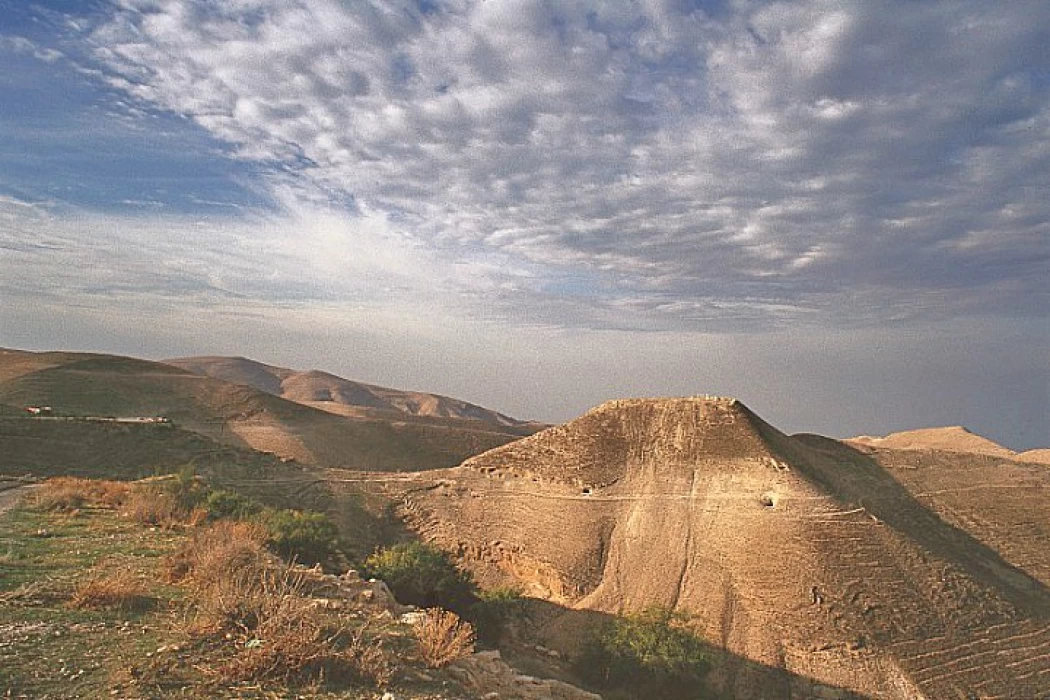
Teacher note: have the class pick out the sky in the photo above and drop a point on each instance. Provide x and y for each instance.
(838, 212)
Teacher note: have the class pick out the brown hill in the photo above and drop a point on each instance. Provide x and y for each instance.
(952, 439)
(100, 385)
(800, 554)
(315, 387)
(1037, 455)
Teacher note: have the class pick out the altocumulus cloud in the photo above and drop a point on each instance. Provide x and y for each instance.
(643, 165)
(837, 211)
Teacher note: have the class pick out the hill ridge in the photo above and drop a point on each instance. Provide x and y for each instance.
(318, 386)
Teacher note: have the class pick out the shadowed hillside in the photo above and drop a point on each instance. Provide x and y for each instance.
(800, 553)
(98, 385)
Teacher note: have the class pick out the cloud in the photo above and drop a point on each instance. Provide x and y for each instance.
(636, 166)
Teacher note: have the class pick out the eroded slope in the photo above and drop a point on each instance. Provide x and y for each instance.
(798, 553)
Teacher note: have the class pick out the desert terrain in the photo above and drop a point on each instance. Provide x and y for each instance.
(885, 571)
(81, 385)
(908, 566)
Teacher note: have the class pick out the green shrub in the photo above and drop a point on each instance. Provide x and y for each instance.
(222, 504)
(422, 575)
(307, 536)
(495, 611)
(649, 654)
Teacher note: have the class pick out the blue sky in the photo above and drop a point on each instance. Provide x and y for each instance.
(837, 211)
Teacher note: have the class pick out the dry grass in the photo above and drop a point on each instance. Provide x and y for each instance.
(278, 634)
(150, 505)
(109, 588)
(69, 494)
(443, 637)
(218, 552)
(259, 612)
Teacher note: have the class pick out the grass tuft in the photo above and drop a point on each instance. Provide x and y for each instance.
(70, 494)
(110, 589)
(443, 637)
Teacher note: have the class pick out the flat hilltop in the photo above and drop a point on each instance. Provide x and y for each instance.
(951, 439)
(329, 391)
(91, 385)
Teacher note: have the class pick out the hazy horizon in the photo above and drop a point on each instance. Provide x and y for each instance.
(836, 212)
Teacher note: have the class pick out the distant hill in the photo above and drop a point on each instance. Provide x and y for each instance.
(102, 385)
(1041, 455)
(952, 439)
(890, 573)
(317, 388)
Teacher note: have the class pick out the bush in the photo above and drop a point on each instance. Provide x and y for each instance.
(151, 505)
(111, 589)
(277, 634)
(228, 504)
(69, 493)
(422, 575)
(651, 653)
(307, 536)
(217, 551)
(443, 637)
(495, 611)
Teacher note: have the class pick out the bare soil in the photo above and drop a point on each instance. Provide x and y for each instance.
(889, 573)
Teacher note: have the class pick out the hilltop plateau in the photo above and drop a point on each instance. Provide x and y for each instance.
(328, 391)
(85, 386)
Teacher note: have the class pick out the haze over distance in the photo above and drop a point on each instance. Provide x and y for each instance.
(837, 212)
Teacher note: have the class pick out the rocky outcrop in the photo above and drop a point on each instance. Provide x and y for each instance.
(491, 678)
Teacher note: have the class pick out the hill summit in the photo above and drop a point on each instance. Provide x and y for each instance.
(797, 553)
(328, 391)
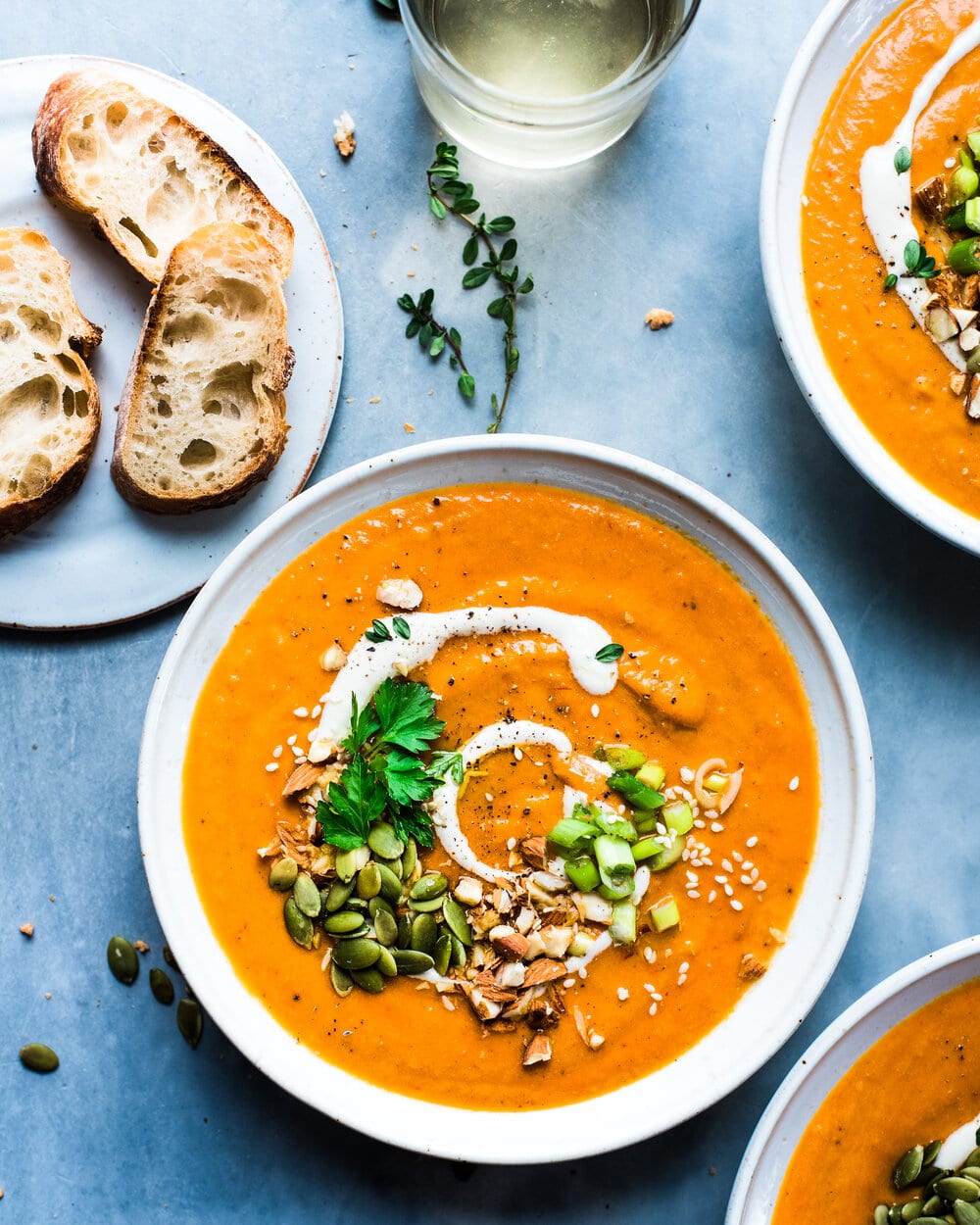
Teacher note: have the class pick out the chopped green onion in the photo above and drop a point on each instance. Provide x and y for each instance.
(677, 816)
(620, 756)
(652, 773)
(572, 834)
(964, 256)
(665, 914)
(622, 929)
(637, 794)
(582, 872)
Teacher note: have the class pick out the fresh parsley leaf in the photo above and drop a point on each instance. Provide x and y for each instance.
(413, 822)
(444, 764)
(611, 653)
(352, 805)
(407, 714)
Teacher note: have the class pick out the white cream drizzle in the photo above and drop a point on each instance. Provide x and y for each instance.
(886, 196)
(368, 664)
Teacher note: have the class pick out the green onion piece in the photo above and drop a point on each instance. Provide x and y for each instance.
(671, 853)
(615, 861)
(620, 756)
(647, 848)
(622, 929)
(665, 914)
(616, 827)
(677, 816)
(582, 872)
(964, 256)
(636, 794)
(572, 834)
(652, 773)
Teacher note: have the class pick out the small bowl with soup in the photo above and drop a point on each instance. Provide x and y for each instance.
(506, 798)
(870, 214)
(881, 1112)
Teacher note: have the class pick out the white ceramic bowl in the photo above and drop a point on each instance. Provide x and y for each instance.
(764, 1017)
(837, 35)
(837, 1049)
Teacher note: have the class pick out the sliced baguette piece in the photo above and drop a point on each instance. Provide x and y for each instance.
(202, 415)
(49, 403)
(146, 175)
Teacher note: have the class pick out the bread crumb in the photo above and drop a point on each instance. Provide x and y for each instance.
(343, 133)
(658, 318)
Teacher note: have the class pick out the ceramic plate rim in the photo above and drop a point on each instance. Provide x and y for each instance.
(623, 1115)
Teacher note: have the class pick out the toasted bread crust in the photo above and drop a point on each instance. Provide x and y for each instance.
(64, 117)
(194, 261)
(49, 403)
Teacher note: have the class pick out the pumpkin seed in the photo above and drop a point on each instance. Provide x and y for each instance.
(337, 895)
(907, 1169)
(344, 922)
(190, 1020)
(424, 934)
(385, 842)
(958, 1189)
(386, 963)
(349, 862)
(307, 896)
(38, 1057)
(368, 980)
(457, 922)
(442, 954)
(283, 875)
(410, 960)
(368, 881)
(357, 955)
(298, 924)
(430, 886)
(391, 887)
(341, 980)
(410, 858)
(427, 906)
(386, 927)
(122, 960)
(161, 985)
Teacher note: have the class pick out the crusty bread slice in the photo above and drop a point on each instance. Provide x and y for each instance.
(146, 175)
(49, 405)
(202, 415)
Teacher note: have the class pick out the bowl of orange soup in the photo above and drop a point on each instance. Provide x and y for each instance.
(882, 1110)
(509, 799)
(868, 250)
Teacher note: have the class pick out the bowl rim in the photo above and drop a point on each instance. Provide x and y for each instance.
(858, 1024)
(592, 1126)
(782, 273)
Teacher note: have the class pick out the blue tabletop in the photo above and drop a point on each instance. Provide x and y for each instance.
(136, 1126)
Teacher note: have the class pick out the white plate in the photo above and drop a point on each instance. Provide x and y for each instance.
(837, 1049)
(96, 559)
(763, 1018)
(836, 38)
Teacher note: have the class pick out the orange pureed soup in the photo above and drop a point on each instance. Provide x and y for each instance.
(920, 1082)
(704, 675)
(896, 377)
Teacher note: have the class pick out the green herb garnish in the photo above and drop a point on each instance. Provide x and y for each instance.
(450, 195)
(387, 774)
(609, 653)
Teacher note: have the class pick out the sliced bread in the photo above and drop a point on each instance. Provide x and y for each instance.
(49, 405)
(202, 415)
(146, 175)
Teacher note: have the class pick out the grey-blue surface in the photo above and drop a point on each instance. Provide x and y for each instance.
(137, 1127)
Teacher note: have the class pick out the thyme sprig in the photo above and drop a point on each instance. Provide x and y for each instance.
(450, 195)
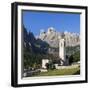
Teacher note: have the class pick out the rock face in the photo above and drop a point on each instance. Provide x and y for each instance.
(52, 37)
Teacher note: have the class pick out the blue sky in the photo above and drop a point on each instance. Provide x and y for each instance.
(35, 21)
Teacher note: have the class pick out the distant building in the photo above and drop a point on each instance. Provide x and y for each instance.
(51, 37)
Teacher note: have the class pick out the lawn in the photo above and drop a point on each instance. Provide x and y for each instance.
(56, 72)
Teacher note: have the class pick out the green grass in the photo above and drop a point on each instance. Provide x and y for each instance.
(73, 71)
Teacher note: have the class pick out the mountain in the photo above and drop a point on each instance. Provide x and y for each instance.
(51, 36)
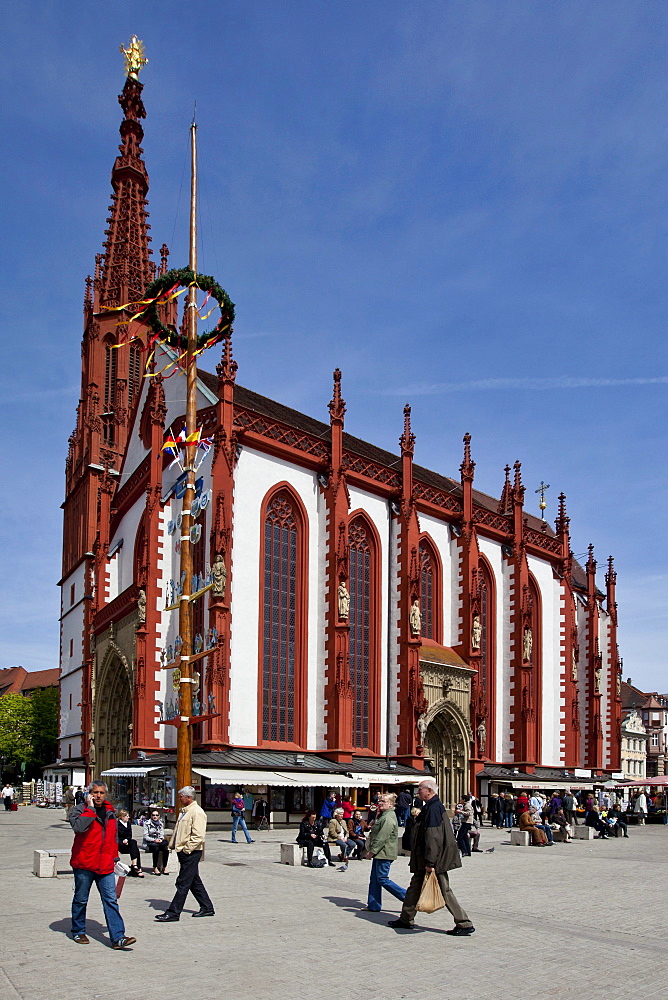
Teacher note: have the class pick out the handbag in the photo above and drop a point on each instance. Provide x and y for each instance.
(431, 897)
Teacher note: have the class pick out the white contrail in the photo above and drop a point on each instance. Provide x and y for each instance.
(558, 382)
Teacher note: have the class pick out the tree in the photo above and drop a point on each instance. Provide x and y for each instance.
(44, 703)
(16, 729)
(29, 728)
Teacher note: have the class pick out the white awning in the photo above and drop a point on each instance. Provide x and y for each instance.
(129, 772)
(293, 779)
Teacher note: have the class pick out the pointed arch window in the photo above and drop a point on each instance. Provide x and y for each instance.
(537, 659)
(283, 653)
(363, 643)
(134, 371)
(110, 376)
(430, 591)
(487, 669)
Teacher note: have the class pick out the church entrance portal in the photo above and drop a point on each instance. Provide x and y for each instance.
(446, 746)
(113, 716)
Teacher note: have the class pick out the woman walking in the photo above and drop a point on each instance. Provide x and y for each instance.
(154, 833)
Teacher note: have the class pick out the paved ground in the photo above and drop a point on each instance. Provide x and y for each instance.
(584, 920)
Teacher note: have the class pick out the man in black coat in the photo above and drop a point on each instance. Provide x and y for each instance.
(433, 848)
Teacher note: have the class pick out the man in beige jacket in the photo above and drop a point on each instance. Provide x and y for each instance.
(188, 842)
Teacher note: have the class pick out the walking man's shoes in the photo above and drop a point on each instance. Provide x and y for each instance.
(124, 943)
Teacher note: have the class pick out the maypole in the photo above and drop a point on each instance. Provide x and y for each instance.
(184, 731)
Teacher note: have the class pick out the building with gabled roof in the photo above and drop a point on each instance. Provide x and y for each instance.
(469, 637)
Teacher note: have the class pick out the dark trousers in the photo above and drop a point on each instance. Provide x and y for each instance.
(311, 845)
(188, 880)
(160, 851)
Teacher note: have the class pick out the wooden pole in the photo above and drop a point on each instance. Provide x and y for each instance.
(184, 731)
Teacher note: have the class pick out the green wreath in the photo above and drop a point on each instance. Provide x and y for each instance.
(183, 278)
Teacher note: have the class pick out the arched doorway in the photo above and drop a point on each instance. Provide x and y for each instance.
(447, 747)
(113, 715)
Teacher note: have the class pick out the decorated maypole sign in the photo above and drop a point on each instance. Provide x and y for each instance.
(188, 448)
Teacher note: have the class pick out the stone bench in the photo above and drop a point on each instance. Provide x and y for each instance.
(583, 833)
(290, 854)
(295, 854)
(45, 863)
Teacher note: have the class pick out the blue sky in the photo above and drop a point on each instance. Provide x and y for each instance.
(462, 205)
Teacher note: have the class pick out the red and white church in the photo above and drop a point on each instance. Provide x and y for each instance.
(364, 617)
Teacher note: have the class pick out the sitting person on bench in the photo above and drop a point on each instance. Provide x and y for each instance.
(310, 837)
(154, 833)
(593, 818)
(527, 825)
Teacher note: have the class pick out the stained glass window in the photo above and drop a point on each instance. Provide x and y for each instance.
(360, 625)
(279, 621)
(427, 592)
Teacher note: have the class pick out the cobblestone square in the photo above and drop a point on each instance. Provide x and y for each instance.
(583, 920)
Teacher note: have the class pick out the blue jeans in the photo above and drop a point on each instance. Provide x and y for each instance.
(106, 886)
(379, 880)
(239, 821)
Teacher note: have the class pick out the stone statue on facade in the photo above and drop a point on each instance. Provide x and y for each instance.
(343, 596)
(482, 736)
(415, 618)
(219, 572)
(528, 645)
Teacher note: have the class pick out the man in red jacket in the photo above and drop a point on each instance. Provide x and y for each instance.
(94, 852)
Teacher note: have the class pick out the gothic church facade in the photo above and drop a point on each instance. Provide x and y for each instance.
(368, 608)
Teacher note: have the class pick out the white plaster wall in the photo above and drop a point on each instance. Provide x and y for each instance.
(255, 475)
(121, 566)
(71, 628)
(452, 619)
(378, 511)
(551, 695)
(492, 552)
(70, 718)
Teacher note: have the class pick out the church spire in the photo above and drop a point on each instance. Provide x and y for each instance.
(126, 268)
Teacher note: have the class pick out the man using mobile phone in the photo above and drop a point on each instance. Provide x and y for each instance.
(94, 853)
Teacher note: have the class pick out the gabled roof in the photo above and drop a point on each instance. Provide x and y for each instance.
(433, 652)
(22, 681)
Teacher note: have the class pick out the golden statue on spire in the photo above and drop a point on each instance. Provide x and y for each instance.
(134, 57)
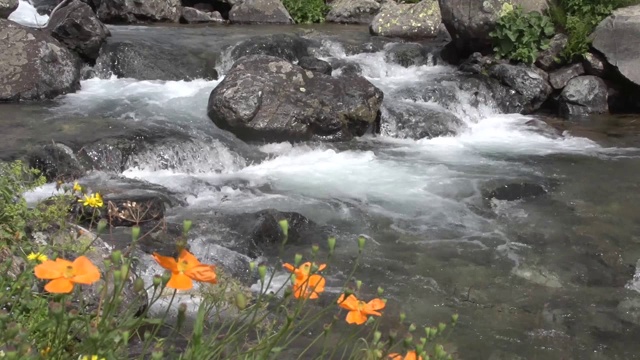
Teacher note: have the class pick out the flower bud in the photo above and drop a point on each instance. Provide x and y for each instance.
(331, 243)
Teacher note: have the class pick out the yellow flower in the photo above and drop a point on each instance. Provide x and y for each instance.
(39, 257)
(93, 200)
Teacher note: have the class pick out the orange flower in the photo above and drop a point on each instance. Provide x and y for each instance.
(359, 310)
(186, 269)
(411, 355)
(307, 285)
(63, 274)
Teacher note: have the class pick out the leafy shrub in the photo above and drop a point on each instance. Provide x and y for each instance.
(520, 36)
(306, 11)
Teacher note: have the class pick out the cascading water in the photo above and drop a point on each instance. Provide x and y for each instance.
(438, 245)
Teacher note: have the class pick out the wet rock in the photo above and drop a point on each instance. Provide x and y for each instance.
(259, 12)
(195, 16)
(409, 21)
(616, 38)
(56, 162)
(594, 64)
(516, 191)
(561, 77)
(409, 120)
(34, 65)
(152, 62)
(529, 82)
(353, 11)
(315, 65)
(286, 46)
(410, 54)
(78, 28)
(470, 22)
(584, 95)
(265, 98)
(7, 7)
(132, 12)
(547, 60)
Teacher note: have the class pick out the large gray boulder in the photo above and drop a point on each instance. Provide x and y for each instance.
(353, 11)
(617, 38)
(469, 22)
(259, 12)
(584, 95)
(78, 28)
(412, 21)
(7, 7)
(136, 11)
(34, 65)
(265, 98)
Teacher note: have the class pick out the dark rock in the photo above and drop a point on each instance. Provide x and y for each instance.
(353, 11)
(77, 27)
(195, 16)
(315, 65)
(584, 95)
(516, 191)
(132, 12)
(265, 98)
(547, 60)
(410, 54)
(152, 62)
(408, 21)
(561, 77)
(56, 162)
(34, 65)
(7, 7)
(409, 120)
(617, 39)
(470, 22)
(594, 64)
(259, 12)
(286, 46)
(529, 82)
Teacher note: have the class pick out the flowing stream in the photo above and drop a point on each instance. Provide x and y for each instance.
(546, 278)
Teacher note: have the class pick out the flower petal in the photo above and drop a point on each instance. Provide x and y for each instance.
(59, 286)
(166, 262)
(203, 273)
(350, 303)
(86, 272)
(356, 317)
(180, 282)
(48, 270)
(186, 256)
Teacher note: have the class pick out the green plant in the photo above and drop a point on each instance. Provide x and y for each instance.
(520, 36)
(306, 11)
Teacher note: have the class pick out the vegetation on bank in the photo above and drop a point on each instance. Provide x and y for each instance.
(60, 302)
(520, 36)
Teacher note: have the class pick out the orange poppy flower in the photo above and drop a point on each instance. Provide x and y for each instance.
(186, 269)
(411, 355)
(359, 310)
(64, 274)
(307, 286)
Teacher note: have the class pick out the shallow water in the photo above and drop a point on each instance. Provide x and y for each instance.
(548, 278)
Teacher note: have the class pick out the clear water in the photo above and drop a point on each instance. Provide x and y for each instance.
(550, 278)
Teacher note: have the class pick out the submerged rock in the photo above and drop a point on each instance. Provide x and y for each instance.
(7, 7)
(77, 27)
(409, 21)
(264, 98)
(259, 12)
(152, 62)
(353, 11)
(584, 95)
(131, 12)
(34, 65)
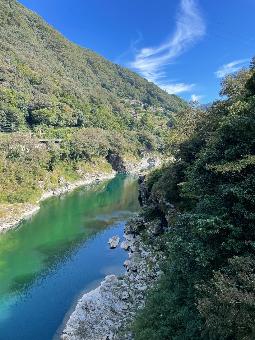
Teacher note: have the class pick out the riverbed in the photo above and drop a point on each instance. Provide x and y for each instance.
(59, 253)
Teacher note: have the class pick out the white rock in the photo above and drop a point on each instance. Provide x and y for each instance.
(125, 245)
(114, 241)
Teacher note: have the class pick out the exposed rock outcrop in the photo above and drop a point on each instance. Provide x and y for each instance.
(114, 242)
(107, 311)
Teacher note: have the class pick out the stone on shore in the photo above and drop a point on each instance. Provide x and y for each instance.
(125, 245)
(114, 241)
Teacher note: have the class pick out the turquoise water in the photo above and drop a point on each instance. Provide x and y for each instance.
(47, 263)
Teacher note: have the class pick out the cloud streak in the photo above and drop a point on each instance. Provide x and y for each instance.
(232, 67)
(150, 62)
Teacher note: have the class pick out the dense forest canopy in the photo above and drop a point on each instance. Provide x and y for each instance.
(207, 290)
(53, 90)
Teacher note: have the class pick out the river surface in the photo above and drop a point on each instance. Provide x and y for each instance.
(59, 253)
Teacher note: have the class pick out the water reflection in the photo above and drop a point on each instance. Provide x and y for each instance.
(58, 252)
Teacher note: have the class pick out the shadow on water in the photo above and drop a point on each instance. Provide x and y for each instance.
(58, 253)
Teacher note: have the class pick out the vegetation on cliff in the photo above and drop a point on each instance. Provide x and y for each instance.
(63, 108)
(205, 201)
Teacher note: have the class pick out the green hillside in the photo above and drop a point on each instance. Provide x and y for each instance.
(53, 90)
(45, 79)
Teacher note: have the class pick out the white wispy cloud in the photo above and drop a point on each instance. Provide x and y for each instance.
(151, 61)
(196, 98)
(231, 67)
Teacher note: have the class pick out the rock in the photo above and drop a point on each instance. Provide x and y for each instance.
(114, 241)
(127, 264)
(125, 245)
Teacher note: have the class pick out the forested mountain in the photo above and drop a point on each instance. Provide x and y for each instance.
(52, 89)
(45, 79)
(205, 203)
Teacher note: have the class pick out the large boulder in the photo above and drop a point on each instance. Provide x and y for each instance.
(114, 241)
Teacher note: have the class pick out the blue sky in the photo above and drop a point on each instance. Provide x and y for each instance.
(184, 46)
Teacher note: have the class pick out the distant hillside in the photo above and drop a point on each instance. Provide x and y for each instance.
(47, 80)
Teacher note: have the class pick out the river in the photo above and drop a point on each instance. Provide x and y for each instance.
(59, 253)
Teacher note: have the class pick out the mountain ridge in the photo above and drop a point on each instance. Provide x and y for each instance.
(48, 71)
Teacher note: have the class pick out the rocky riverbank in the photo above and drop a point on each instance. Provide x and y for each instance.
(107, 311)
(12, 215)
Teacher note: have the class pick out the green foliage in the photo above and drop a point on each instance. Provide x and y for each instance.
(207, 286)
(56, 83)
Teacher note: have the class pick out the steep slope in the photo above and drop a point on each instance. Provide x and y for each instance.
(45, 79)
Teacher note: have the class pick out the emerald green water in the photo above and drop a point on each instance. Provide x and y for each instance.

━━━━━━━━━━━━━━━━━━━━━━━━━━━━━━

SHORT TASK: Only the lines from the one that contains "Teacher note: have the class pick out the river in" through the last line should be repeated, each exactly as it stands, with both ends included.

FINISHED TASK:
Teacher note: have the class pick out the river in the photo above and drop a point on each instance. Provide x and y for each instance.
(59, 253)
Teacher note: have the class pick out the mountain ridge in the photo above and drop a point on each instance. Provide x and y for each instance.
(48, 71)
Teacher note: have the class pick out the rocky riverbank in the photo above and drop a point on each instance. Provide x and y for each instance.
(107, 311)
(12, 215)
Teacher note: have the class pick out the green foliage in the photo above and drop a point on each instance. Provide x and y for each instance.
(207, 286)
(56, 83)
Teacher note: have the class pick out the steep slope in the photo above and drop a point on each instance. Provide x and y for each instance.
(45, 79)
Teacher note: have the class pick out the emerald green water in the photo above and drop a point on each instance. Provide x and y for each instance.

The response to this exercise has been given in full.